◆ Entries supplied ◆
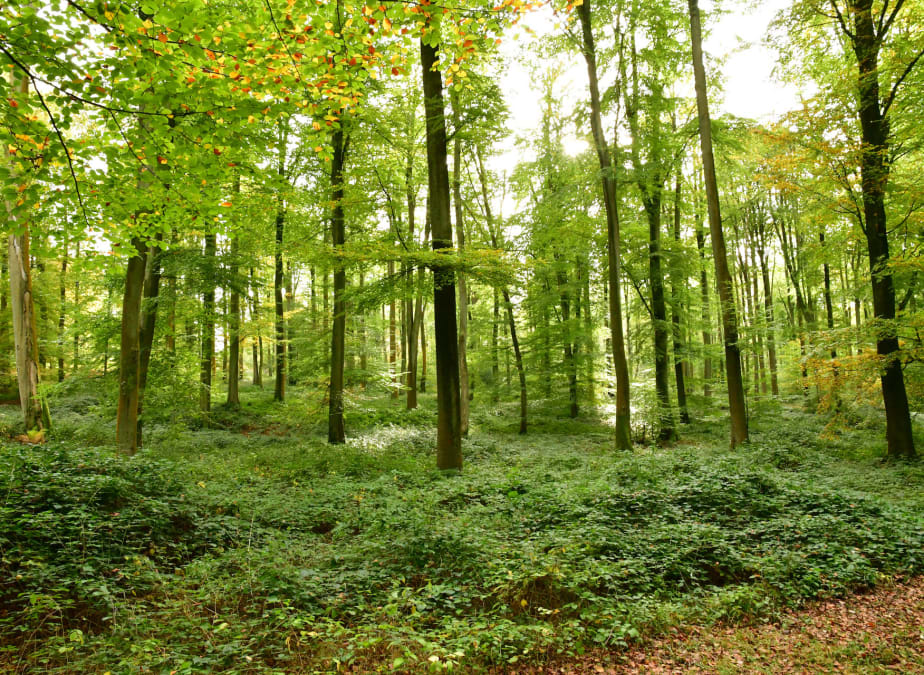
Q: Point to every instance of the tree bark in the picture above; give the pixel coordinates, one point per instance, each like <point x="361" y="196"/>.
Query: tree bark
<point x="874" y="169"/>
<point x="150" y="300"/>
<point x="130" y="351"/>
<point x="279" y="389"/>
<point x="335" y="429"/>
<point x="676" y="288"/>
<point x="736" y="404"/>
<point x="449" y="421"/>
<point x="234" y="324"/>
<point x="208" y="328"/>
<point x="461" y="282"/>
<point x="608" y="178"/>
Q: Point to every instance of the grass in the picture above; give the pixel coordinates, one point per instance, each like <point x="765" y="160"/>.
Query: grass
<point x="256" y="547"/>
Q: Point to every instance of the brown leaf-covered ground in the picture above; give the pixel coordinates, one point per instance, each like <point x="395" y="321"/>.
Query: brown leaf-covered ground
<point x="878" y="632"/>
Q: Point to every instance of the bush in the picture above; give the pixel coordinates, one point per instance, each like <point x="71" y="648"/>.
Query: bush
<point x="80" y="527"/>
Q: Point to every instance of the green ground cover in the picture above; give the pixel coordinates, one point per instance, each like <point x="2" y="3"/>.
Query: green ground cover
<point x="253" y="546"/>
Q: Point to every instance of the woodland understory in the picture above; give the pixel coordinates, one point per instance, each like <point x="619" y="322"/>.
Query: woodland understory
<point x="312" y="360"/>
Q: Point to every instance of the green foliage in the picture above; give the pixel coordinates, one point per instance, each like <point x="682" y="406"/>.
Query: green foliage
<point x="80" y="529"/>
<point x="272" y="551"/>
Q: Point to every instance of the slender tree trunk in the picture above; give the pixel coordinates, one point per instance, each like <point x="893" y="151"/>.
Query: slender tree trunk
<point x="25" y="333"/>
<point x="608" y="179"/>
<point x="874" y="167"/>
<point x="422" y="385"/>
<point x="737" y="408"/>
<point x="393" y="338"/>
<point x="279" y="390"/>
<point x="495" y="364"/>
<point x="659" y="323"/>
<point x="704" y="301"/>
<point x="363" y="350"/>
<point x="208" y="328"/>
<point x="449" y="421"/>
<point x="150" y="301"/>
<point x="518" y="357"/>
<point x="676" y="291"/>
<point x="62" y="312"/>
<point x="234" y="330"/>
<point x="461" y="282"/>
<point x="570" y="362"/>
<point x="130" y="351"/>
<point x="335" y="429"/>
<point x="256" y="348"/>
<point x="768" y="318"/>
<point x="76" y="358"/>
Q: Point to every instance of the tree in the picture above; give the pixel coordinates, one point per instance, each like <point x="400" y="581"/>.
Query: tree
<point x="449" y="421"/>
<point x="737" y="410"/>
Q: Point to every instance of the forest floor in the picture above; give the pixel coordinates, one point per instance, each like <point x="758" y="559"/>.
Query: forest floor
<point x="252" y="546"/>
<point x="881" y="631"/>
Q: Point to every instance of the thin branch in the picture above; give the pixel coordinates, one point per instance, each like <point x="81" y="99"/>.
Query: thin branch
<point x="67" y="153"/>
<point x="891" y="97"/>
<point x="840" y="19"/>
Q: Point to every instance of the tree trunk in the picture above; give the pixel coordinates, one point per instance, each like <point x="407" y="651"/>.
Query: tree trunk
<point x="150" y="299"/>
<point x="461" y="282"/>
<point x="25" y="333"/>
<point x="208" y="328"/>
<point x="676" y="289"/>
<point x="518" y="357"/>
<point x="736" y="404"/>
<point x="130" y="351"/>
<point x="234" y="326"/>
<point x="449" y="421"/>
<point x="62" y="312"/>
<point x="570" y="362"/>
<point x="335" y="429"/>
<point x="704" y="301"/>
<point x="608" y="179"/>
<point x="874" y="170"/>
<point x="279" y="390"/>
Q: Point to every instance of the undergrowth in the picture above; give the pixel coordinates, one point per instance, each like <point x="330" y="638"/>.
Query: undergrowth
<point x="252" y="546"/>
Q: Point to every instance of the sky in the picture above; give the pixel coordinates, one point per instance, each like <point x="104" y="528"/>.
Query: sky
<point x="736" y="39"/>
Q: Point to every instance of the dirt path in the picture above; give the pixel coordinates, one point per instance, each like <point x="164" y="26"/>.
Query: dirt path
<point x="878" y="632"/>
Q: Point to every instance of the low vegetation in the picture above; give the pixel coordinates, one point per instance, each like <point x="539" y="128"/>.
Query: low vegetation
<point x="259" y="548"/>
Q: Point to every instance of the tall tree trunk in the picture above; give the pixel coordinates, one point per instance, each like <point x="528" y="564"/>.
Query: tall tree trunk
<point x="874" y="169"/>
<point x="449" y="421"/>
<point x="279" y="390"/>
<point x="608" y="179"/>
<point x="62" y="311"/>
<point x="704" y="301"/>
<point x="130" y="350"/>
<point x="495" y="364"/>
<point x="363" y="356"/>
<point x="393" y="339"/>
<point x="666" y="431"/>
<point x="829" y="304"/>
<point x="76" y="357"/>
<point x="150" y="300"/>
<point x="234" y="327"/>
<point x="676" y="291"/>
<point x="335" y="429"/>
<point x="208" y="328"/>
<point x="257" y="345"/>
<point x="736" y="404"/>
<point x="518" y="357"/>
<point x="289" y="309"/>
<point x="461" y="282"/>
<point x="25" y="333"/>
<point x="570" y="362"/>
<point x="768" y="318"/>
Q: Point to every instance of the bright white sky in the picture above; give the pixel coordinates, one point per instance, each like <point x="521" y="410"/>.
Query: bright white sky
<point x="736" y="40"/>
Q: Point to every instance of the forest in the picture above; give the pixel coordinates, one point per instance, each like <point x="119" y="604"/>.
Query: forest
<point x="317" y="358"/>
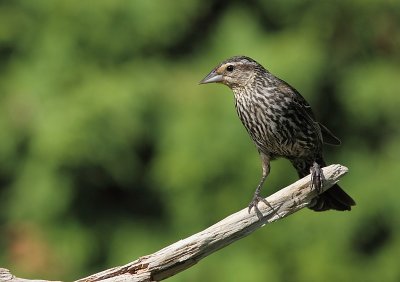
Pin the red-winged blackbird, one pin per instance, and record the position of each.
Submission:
(281, 124)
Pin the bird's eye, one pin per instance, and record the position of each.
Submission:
(229, 68)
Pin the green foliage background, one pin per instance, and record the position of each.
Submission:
(109, 149)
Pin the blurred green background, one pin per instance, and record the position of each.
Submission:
(110, 149)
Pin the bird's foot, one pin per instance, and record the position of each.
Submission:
(256, 199)
(317, 177)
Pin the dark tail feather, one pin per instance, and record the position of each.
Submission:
(332, 199)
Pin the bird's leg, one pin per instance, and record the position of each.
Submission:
(257, 194)
(317, 177)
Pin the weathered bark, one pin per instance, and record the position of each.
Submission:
(187, 252)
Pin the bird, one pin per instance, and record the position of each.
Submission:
(281, 124)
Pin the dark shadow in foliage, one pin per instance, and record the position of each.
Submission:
(372, 235)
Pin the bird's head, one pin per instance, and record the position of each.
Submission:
(234, 72)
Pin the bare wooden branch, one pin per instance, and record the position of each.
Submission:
(187, 252)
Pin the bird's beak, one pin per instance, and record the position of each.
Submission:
(212, 77)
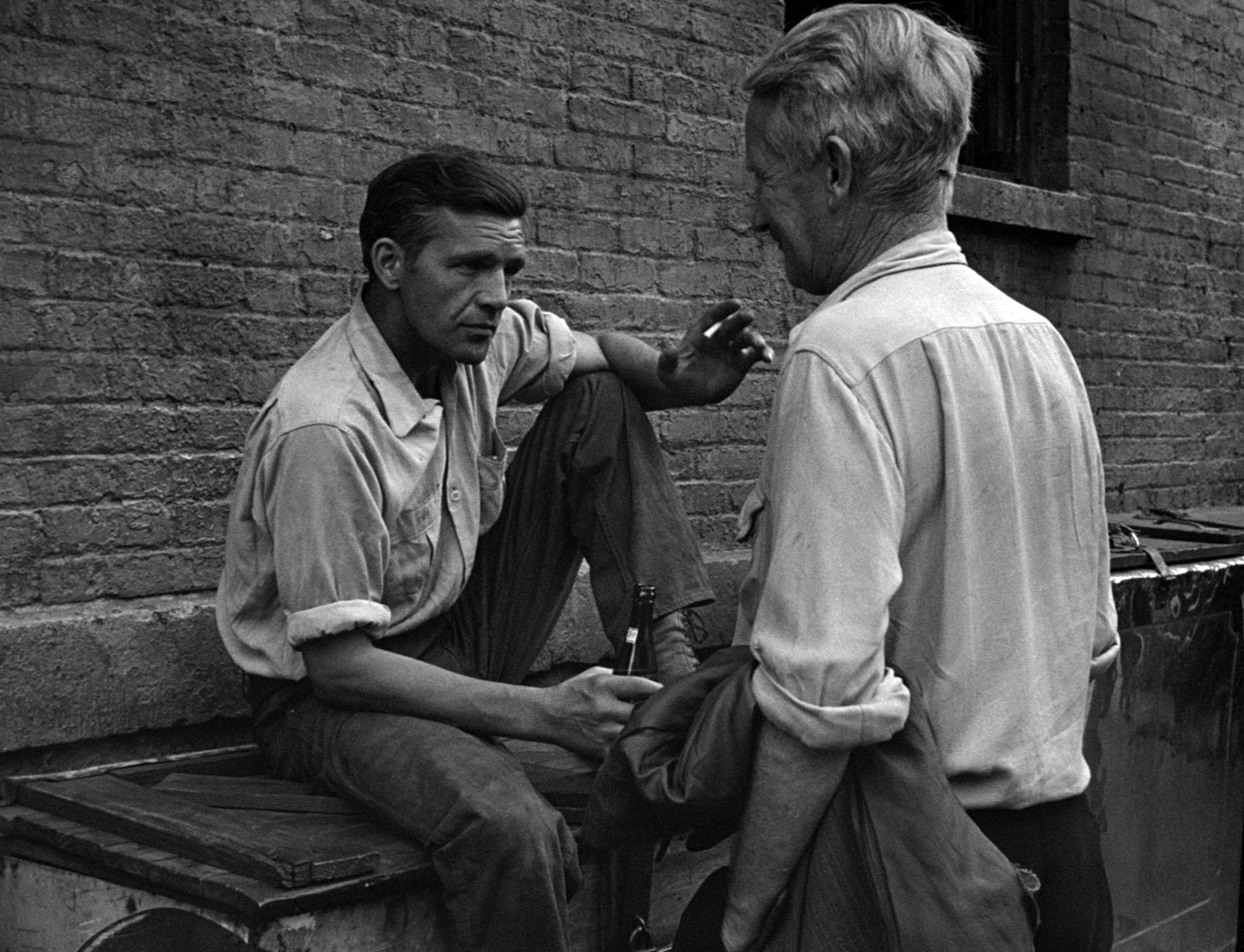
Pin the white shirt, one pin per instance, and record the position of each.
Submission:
(358, 502)
(932, 499)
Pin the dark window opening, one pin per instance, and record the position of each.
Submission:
(1019, 116)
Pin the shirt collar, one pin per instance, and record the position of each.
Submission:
(401, 402)
(927, 249)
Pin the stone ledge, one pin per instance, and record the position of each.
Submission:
(993, 199)
(96, 670)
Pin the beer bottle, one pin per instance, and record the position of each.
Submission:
(635, 654)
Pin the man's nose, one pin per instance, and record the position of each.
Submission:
(494, 293)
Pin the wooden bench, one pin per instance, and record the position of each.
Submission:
(268, 864)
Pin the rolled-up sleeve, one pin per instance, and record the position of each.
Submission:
(330, 546)
(829, 548)
(539, 349)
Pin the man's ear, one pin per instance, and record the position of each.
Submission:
(838, 168)
(389, 259)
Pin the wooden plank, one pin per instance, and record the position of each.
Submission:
(95, 853)
(281, 849)
(253, 793)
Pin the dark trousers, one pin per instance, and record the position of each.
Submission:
(1060, 841)
(590, 482)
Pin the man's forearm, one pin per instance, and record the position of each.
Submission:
(635, 363)
(791, 787)
(350, 671)
(583, 713)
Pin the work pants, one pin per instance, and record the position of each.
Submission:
(1060, 841)
(590, 482)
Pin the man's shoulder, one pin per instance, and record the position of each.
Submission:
(323, 388)
(883, 318)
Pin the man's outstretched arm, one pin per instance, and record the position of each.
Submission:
(713, 357)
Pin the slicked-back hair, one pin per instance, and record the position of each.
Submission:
(891, 83)
(405, 199)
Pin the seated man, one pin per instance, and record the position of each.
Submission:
(383, 590)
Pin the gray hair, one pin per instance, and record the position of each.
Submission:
(891, 83)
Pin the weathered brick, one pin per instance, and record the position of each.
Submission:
(182, 182)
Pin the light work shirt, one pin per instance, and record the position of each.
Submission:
(358, 502)
(932, 499)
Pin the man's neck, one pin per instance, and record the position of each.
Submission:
(384, 309)
(876, 233)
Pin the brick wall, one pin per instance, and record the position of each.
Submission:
(179, 188)
(179, 191)
(1152, 303)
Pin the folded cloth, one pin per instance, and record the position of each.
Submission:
(896, 863)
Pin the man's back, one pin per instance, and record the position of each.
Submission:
(1004, 598)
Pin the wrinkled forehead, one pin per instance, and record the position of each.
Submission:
(456, 228)
(760, 156)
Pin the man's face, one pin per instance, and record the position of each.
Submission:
(454, 290)
(789, 204)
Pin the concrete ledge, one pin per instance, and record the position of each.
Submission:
(102, 668)
(993, 199)
(97, 673)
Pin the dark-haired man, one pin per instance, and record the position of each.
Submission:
(389, 581)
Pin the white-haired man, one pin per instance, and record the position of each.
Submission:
(932, 495)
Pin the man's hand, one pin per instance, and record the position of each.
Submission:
(714, 355)
(586, 712)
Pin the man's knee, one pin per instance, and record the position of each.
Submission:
(521, 824)
(600, 391)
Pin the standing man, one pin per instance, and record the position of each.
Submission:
(389, 580)
(932, 492)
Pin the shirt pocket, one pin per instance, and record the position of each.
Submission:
(412, 552)
(491, 481)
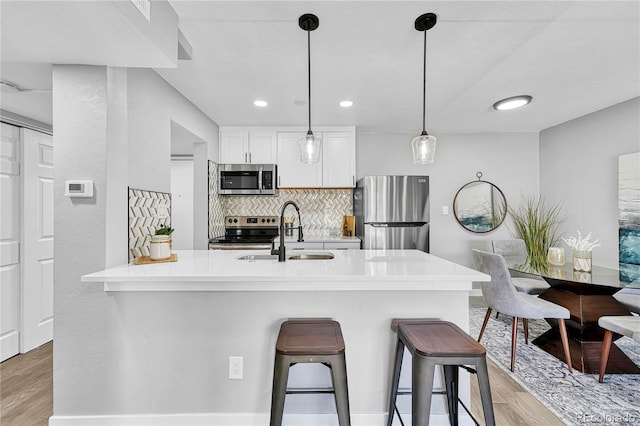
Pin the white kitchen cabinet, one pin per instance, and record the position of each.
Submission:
(294, 245)
(341, 245)
(247, 146)
(338, 159)
(336, 168)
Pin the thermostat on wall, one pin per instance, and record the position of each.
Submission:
(78, 188)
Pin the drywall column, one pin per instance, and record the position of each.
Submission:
(90, 142)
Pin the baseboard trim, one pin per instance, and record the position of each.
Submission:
(233, 419)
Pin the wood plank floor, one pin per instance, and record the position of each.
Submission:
(26, 393)
(26, 388)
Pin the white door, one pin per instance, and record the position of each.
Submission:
(9, 241)
(37, 260)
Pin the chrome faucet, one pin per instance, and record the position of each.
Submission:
(281, 249)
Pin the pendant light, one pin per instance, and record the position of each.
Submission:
(424, 146)
(310, 145)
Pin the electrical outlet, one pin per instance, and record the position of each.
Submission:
(235, 367)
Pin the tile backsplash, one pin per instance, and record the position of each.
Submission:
(321, 210)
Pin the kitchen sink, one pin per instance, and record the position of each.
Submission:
(297, 256)
(310, 256)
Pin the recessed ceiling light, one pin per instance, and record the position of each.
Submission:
(512, 102)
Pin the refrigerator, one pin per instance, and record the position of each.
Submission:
(392, 212)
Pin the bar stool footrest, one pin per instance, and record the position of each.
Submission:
(296, 391)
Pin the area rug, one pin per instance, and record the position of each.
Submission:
(577, 398)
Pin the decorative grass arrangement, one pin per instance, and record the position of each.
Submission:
(538, 226)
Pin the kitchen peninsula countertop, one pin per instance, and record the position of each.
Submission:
(359, 270)
(176, 324)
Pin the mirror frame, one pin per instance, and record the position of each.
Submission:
(455, 202)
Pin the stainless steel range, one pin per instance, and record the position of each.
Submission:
(246, 233)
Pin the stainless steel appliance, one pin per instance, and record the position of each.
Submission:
(392, 212)
(248, 179)
(246, 233)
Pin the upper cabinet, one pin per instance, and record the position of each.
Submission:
(279, 145)
(247, 146)
(337, 165)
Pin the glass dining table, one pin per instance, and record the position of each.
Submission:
(587, 296)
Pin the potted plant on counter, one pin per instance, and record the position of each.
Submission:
(537, 224)
(160, 244)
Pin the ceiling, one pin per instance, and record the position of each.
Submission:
(574, 58)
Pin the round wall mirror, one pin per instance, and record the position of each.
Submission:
(479, 206)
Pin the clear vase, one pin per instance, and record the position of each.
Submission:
(582, 260)
(556, 256)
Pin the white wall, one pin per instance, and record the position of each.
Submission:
(182, 204)
(508, 160)
(153, 105)
(579, 167)
(112, 125)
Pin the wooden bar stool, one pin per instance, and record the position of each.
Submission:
(310, 341)
(431, 343)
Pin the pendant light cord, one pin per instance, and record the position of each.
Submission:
(424, 85)
(309, 73)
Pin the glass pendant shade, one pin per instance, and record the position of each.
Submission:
(310, 148)
(424, 148)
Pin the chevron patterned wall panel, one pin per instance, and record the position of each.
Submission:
(321, 210)
(147, 211)
(216, 215)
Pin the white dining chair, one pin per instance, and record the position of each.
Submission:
(500, 294)
(514, 252)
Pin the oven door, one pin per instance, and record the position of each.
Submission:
(239, 246)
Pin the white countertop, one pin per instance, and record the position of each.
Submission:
(350, 270)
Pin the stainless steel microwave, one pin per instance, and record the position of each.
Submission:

◆ Exercise objective ◆
Review the preceding data and report every line that includes the string "mirror".

◆ Written reply ◆
Pin the mirror frame, one pin per instance, and record the position of each.
Pin the round wall mirror, one pin per instance, and record the position of each.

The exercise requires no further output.